__Task to complete__
Starting from the line in which "Please pick out the dark" appears, output every line down to the last line of the data below, exactly and without anything more.

__Input for this task__
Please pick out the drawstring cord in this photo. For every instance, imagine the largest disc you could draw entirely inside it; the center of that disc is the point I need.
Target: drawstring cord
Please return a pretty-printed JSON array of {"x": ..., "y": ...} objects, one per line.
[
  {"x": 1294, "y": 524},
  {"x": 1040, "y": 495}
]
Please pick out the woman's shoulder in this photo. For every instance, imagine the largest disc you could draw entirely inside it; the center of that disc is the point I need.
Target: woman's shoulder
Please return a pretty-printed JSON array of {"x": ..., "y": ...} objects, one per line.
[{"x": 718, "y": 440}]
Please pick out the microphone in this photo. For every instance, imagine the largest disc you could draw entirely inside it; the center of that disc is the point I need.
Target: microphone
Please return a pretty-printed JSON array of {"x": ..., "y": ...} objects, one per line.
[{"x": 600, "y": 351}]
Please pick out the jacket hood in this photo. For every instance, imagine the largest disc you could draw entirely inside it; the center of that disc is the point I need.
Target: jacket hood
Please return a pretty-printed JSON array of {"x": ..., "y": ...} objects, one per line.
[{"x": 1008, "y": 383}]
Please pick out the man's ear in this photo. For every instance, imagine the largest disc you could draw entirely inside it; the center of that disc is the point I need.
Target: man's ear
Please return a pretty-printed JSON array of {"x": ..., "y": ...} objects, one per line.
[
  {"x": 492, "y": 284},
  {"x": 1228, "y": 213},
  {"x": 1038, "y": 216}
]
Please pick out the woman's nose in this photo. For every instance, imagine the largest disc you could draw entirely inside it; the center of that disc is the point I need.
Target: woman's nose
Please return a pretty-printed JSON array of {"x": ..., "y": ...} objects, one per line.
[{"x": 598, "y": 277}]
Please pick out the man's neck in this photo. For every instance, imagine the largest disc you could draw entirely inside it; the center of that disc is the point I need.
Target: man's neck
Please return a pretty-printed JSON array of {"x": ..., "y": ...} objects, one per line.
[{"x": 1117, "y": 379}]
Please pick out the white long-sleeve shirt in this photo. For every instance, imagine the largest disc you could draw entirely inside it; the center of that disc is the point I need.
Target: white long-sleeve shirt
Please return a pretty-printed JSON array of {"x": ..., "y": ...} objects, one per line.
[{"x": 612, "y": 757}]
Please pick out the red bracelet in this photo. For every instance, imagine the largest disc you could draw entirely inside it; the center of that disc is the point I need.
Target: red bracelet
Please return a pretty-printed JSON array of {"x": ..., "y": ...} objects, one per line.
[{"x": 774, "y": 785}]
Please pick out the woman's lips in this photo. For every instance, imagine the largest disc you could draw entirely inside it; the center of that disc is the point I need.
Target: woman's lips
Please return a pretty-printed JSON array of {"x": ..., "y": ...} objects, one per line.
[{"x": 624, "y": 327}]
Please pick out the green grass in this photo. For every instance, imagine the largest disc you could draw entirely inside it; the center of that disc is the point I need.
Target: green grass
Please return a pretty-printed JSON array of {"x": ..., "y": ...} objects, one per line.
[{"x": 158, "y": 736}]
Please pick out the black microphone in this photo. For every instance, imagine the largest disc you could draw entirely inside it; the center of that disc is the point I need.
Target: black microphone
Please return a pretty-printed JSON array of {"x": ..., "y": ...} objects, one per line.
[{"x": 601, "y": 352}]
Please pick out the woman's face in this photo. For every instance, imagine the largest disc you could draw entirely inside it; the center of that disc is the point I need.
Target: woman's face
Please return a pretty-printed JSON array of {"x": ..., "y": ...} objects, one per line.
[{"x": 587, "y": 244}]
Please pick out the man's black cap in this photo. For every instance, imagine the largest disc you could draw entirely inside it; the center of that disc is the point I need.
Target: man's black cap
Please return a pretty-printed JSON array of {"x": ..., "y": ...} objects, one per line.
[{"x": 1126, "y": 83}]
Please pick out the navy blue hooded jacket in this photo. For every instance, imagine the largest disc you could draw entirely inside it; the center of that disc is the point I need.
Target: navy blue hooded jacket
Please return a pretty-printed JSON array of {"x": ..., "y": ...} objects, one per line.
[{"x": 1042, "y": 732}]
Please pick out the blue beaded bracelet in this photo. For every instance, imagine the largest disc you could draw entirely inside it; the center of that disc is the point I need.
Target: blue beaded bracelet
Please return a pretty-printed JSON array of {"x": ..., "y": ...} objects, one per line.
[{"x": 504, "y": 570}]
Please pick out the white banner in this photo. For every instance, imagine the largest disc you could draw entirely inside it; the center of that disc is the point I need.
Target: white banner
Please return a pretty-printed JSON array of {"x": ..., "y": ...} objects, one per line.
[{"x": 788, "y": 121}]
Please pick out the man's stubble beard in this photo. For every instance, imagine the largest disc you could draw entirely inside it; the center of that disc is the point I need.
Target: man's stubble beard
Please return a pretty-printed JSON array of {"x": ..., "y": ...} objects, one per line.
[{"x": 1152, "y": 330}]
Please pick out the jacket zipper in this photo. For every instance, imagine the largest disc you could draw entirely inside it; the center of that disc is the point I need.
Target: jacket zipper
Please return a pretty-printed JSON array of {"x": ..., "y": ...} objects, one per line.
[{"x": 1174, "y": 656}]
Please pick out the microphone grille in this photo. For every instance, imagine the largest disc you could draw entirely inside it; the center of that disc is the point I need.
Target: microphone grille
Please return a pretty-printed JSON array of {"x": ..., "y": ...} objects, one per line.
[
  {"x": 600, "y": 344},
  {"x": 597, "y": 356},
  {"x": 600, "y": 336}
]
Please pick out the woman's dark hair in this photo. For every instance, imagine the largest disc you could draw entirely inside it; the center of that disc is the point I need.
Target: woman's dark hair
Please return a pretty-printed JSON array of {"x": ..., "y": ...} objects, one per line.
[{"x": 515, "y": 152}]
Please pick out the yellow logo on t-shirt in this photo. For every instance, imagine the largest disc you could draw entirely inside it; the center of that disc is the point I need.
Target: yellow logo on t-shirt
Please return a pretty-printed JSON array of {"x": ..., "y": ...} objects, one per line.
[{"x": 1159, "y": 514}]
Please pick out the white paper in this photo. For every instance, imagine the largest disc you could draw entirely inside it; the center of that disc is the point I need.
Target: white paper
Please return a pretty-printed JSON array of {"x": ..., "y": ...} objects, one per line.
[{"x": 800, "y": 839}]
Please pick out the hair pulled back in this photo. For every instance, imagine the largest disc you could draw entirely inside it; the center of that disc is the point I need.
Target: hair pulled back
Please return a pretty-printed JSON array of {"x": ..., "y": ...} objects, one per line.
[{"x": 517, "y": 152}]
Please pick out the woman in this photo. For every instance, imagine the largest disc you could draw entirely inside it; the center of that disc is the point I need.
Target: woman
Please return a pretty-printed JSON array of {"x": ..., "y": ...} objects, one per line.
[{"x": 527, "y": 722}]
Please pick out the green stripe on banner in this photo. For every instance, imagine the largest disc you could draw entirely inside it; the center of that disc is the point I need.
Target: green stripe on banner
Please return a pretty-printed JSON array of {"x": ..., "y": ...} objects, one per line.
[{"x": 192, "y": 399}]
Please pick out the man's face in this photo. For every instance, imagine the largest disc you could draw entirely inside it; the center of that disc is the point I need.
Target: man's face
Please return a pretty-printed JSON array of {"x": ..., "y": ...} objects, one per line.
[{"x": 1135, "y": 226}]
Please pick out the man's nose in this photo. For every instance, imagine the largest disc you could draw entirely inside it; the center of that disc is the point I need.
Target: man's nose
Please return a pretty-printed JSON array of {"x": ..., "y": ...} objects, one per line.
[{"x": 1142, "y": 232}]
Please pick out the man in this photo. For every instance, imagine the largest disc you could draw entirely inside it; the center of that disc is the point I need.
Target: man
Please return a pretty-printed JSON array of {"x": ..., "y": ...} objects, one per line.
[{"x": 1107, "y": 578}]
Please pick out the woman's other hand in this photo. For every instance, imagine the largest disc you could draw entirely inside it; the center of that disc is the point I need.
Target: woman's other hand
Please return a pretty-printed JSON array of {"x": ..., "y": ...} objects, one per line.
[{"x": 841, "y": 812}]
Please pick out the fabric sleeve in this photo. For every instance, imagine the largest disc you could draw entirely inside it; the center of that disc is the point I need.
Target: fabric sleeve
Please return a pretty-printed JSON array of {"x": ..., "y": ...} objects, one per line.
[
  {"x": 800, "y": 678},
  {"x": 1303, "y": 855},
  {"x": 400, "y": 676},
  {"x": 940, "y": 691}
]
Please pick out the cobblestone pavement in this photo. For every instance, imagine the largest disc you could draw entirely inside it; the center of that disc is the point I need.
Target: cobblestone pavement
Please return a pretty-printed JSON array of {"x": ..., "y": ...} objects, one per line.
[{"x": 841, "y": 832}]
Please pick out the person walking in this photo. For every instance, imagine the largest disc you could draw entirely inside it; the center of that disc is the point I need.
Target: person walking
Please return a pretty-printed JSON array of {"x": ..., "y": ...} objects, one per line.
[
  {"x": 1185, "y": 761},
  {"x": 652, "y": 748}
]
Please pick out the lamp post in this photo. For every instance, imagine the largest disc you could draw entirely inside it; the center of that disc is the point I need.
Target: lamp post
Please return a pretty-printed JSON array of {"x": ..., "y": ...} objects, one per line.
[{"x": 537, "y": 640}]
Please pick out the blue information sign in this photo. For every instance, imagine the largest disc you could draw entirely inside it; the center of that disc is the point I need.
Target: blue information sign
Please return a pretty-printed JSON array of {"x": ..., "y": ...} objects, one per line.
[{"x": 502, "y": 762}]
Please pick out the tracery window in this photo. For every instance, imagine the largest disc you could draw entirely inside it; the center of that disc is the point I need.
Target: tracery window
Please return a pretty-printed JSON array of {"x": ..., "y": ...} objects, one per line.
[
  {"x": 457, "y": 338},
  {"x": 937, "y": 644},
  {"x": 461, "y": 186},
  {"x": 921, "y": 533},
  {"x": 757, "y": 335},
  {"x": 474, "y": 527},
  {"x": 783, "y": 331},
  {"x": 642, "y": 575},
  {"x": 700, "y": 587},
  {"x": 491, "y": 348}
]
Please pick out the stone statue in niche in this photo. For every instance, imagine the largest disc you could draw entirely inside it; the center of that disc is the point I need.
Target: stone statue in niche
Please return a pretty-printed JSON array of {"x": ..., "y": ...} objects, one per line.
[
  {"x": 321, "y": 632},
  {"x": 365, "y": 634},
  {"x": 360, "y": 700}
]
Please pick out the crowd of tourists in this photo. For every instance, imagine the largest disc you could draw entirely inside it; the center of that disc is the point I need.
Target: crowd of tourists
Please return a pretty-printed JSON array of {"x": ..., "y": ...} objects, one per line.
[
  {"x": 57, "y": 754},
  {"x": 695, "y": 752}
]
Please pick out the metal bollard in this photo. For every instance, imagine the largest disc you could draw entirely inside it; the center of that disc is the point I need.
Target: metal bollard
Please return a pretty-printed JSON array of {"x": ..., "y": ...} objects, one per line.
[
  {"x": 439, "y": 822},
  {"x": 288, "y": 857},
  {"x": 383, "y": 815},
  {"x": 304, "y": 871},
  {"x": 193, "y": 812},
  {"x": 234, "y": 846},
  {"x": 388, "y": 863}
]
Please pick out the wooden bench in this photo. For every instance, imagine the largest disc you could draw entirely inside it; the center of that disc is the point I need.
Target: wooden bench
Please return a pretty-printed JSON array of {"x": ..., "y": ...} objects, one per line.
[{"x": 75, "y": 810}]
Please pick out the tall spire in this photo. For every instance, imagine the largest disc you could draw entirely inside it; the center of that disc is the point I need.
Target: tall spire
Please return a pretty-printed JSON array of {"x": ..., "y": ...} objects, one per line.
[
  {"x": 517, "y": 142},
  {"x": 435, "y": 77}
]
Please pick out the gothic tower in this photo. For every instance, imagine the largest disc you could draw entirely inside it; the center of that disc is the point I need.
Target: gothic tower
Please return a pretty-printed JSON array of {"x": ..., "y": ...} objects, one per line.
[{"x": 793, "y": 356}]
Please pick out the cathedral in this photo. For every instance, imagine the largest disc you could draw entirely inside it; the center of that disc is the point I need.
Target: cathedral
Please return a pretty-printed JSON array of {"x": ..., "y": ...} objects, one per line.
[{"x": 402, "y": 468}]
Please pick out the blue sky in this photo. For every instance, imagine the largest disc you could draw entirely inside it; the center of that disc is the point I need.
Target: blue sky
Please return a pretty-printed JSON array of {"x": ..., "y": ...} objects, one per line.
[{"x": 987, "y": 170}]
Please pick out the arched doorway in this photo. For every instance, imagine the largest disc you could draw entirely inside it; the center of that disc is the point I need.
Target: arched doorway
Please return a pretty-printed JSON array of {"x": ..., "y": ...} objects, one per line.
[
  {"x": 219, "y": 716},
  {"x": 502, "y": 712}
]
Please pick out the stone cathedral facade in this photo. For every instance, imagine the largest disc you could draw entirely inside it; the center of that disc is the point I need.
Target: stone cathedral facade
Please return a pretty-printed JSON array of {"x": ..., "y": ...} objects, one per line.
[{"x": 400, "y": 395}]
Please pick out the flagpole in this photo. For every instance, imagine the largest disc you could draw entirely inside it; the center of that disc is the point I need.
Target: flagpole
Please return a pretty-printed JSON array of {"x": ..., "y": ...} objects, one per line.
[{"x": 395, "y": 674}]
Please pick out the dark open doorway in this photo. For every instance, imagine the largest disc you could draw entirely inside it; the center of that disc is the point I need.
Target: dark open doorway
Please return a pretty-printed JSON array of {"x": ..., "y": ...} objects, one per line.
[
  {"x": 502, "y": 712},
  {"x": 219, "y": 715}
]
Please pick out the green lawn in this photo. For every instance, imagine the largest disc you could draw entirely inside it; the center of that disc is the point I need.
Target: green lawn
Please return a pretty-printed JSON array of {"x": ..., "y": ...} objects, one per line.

__Reply to the exercise__
Please pick out the dark open doorway in this photo. For every instance, imagine the largest disc you could draw entirely inside it; the center of that disc is the point I need.
Target: dark open doorway
Please return a pretty-printed JSON array of {"x": ..., "y": ...} objects, one per line.
[
  {"x": 502, "y": 712},
  {"x": 219, "y": 715}
]
Please pick out the green lawn in this photo. For every instance, imagine the largest disc you could draw entirely inside it; the center of that disc is the point I need.
Target: green lawn
Please return a pretty-printed JSON array of {"x": ..., "y": ...} objects, one per line.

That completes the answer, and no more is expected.